── Selected extract

A Network Attached Storage is a device — it might be a specific device or a re-purposed PC — dedicated to sharing disk space on a local network. NAS devices often need no screen, keyboard, or mouse, being administered across the same network they’re connected to. NAS devices can provide an easy way to share lots of information across multiple machines, as well as being a great way to re-purpose an older machine.

NAS in a nutshell

I like to describe a NAS device as a PC without the PC.

NAS devices are often nothing more than modified or stripped-down PCs. They may not have a video display, keyboard, or mouse, but inside they use hardware that looks very similar to a standard PC.

The problem is that a hard disk doesn’t really “do” networking by itself. Additional hardware is required to interface between the network, its many configuration options, and the hard disk. So at the hardware level, a NAS is not much more than hard disks, a network interface, and the circuitry to connect them.

The hard disk doesn’t really “do” file systems, either. That means in order to read and write files and otherwise maintain the organization of information on the disk, some software is required to implement the file system. That’s typically an operating system of some sort.

In other words, it’s much like you’d find in a traditional PC running a traditional operating system of some sort, since traditional operating systems “do” networking, files systems, and more.

You can purchase a dedicated NAS device, you can repurpose an existing PC with dedicated NAS software, or you can repurpose that old PC with a traditional operating system like Linux, or even Windows.

NAS #1: A dedicated device

The first image that comes to mind when you mention “NAS” is a dedicated device built and sold specifically to be a NAS. Purchase one, plug in power and a network connection, do some configuration (usually via a network interface of some sort), and you have a NAS.

────
── Items

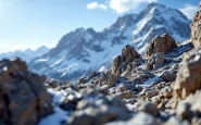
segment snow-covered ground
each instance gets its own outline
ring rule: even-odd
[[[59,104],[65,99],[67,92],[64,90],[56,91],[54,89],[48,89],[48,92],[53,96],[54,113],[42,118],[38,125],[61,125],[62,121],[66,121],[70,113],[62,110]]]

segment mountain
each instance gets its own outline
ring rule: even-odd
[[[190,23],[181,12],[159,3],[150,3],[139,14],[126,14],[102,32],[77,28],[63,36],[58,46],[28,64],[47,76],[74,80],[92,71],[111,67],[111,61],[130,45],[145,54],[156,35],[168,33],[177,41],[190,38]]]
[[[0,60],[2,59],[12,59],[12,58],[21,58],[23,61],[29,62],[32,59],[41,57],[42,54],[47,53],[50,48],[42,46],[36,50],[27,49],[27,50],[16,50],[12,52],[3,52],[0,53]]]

────
── Items

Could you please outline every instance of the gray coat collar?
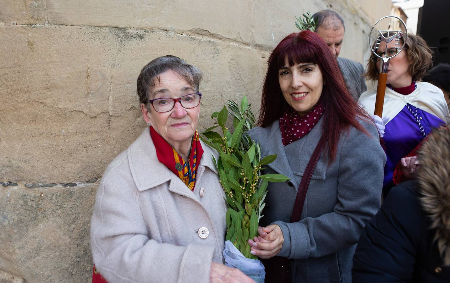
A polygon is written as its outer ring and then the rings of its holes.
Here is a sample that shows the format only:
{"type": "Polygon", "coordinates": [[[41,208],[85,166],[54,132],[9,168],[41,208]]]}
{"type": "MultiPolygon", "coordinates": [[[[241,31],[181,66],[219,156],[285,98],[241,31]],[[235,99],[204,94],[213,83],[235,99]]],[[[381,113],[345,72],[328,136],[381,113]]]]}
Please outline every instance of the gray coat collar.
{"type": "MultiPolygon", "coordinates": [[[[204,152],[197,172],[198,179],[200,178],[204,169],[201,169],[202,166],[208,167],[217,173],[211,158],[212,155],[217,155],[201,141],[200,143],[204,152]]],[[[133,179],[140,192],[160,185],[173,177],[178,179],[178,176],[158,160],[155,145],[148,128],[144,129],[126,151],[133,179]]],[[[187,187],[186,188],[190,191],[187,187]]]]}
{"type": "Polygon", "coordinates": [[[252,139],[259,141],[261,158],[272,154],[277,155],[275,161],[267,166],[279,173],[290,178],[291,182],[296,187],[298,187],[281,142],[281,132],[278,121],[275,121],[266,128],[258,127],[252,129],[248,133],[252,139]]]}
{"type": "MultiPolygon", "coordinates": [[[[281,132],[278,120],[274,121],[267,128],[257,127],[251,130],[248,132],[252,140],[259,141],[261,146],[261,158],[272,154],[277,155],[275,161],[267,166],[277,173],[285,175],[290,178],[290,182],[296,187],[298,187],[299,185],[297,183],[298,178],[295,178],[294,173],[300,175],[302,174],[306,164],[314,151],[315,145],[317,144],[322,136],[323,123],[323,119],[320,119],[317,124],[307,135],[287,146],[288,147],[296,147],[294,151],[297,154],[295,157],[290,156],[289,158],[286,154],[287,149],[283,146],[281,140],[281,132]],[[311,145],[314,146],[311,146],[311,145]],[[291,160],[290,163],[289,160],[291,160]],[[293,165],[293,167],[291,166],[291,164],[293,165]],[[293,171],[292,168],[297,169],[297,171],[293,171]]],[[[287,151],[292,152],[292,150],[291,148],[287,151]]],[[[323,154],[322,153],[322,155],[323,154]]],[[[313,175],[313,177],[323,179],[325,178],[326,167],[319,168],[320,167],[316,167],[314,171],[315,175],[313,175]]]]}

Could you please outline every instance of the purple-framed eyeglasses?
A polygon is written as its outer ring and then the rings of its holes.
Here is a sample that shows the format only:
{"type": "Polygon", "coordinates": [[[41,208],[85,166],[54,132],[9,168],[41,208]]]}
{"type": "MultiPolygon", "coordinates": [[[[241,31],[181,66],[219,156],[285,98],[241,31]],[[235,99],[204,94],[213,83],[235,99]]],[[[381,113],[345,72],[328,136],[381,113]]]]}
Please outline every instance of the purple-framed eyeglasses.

────

Written instruction →
Please write a continuation of the NAS explainer, beginning after its final sentence. The data has nothing to do with the text or with what follows.

Response →
Purpose-built dedicated NAS devices typically optimize the hardware for the single job they’re intended to do. Some include very high-performance hard drives, network connections, RAID arrays, or other forms of data protection and redundancy. These types of storage might be overkill on a desktop machine, but make sense for a centralized server with many users.

Even then, on the inside, a NAS device may still look like a PC. Many, for example, run a variant of Linux or FreeBSD1 as their internal operating system.

NAS #2: Dedicated software on a repurposed PC

If a purpose-built NAS you might purchase is mostly just a PC on the inside, can you re-purpose an actual, older PC to be a NAS?

The answer is a resounding yes.

One excellent approach to creating a NAS device of your own is to take a PC and install TrueNAS Core (formerly FreeNAS). TrueNAS Core is exactly what you might expect: a free operating system based on FreeBSD, designed to turn a PC into a high-performance and easily configurable NAS device.

NAS #3: Your favorite operating system on a repurposed PC

If it’s “like” a PC, why not just use a PC?

That’s exactly what I do. In my basement, I have an older desktop machine whose only purpose is to share all the disk drives it has attached to the local network. Right now, that’s 11 external USB drives.

While the system runs Ubuntu Linux Server, it could just as easily run Windows. If you’re familiar with Windows networking and file sharing, that may be the easier option.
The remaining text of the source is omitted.